Task instructions: Which lines of the records contain "Annotate"? Collect every one of them.
•••
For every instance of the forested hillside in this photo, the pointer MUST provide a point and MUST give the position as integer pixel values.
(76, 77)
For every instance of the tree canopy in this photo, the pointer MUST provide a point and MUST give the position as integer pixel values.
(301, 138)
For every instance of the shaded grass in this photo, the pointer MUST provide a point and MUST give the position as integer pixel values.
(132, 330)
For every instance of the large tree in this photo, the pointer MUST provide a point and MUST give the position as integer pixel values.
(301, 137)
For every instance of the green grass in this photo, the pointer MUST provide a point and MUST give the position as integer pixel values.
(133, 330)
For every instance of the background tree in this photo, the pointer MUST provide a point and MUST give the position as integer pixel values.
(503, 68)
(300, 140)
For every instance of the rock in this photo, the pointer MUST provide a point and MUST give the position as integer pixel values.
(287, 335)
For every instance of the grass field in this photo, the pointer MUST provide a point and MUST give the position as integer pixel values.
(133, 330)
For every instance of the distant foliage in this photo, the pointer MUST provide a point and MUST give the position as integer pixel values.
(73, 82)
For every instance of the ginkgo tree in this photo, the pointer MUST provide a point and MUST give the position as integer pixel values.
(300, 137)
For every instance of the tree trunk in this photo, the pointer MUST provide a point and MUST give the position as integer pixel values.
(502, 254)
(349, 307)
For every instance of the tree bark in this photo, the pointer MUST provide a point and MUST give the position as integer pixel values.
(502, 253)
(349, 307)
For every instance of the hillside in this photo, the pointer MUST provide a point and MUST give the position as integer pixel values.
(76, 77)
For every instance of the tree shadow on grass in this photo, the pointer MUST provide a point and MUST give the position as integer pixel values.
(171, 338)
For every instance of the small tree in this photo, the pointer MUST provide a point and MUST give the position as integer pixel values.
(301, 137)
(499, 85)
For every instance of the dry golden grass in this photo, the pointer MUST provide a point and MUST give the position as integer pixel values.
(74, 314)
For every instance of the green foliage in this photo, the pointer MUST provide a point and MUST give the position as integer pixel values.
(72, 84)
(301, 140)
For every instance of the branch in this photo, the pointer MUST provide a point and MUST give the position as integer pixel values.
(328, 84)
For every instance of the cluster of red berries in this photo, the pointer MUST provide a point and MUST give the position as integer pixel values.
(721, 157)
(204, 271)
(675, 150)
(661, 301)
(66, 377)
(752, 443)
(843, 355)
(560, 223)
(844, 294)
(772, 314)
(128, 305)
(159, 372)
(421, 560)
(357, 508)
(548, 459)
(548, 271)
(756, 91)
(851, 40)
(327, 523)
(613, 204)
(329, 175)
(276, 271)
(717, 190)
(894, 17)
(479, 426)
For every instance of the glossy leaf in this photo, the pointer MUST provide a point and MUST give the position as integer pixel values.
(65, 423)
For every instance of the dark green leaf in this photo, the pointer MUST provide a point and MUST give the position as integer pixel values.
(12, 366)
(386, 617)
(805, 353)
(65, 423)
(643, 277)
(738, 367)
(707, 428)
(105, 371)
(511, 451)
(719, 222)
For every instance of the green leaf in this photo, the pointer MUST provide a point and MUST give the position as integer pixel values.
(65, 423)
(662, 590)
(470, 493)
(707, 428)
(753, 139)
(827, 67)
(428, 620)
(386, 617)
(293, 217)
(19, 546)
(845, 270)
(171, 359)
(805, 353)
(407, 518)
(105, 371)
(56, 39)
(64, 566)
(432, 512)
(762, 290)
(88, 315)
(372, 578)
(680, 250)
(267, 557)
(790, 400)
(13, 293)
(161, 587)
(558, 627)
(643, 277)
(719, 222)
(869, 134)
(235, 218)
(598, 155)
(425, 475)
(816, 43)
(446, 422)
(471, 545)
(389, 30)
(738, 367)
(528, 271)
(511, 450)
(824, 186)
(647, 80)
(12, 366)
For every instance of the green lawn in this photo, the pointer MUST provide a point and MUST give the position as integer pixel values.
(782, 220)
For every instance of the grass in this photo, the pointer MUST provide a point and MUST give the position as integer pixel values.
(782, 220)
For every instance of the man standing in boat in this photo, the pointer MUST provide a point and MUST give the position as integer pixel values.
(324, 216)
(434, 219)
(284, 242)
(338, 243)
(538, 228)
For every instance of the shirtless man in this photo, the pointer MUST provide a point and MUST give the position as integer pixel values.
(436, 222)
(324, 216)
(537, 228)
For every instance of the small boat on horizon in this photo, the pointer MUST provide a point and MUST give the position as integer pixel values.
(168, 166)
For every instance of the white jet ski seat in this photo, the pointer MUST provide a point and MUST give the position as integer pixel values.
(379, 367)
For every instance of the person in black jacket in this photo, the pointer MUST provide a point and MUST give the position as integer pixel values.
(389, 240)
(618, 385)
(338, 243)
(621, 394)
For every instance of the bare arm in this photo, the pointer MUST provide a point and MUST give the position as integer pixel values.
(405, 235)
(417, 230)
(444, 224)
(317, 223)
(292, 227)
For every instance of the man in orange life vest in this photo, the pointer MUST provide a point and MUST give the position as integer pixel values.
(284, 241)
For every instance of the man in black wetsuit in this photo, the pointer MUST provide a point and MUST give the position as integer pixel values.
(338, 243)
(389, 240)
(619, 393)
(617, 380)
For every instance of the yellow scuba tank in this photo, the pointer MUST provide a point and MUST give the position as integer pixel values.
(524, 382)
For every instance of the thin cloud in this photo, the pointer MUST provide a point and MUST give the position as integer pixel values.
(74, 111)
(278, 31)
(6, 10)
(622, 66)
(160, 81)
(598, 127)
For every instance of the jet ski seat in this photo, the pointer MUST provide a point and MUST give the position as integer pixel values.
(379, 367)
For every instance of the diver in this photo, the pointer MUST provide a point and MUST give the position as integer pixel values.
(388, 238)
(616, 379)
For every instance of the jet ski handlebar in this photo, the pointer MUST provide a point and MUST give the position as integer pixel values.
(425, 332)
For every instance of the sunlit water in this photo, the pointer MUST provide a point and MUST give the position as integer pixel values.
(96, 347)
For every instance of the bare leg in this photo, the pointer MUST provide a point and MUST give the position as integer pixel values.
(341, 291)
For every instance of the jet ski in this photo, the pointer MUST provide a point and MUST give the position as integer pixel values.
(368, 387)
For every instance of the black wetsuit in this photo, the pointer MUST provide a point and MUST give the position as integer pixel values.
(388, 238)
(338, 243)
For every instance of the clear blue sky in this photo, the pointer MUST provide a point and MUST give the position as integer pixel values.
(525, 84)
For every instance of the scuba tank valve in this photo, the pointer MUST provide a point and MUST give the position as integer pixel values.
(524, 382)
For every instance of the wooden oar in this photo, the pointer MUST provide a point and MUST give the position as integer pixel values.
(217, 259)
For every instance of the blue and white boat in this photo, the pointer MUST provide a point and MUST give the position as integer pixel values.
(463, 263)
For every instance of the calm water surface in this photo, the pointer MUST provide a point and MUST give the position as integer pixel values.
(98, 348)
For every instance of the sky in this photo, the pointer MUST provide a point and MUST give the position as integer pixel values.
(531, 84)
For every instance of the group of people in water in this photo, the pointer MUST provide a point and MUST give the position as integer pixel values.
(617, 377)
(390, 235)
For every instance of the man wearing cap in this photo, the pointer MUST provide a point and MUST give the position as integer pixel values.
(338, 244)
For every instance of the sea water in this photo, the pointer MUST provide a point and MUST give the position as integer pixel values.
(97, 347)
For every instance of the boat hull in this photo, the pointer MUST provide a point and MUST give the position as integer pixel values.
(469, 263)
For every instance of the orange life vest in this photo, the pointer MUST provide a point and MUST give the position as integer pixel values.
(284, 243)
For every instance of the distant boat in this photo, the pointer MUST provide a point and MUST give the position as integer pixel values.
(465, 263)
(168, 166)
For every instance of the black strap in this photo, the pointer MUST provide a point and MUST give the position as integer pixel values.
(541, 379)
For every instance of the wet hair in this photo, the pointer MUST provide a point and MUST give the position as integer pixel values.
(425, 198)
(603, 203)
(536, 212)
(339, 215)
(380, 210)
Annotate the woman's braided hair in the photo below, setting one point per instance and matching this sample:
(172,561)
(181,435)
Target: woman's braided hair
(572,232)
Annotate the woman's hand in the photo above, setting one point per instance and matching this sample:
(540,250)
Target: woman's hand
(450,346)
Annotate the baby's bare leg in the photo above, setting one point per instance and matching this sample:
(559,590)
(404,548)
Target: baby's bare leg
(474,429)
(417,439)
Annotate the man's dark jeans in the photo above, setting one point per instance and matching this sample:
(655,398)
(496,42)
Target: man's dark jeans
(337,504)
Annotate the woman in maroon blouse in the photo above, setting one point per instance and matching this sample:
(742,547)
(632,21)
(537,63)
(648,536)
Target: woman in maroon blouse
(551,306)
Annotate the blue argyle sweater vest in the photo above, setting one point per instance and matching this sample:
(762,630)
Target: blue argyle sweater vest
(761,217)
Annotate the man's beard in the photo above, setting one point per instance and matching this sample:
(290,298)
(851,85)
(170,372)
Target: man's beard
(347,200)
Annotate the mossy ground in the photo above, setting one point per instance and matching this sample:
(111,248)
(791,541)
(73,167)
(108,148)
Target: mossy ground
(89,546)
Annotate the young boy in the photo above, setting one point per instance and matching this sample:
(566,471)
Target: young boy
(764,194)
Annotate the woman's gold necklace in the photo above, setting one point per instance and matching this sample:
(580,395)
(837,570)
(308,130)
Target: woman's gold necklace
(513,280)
•••
Written answer:
Annotate the woman's braided hair in the photo below, setting one point per instance and matching this sample:
Annotate the woman's hand in the photo above, setting one point per instance and matching this sample:
Annotate the baby's bare leg in the photo above, setting one point per instance and matching this sample:
Annotate the man's dark jeans in the photo above, setting one point per instance and matching this sample:
Annotate the woman in maroon blouse in the photo above, setting one point per instance and matching this sample:
Annotate the blue argyle sweater vest in the photo above, setting one point per instance and matching this sample:
Annotate the man's beard in the photo above, setting one point per instance and matching this sample:
Annotate the mossy ground in the photo above, setting one point per instance and matching this sample:
Annotate the young boy in the photo above, setting one point per instance and matching this sample:
Annotate the woman's gold necklace in the photo above, setting one point per instance and matching this sample:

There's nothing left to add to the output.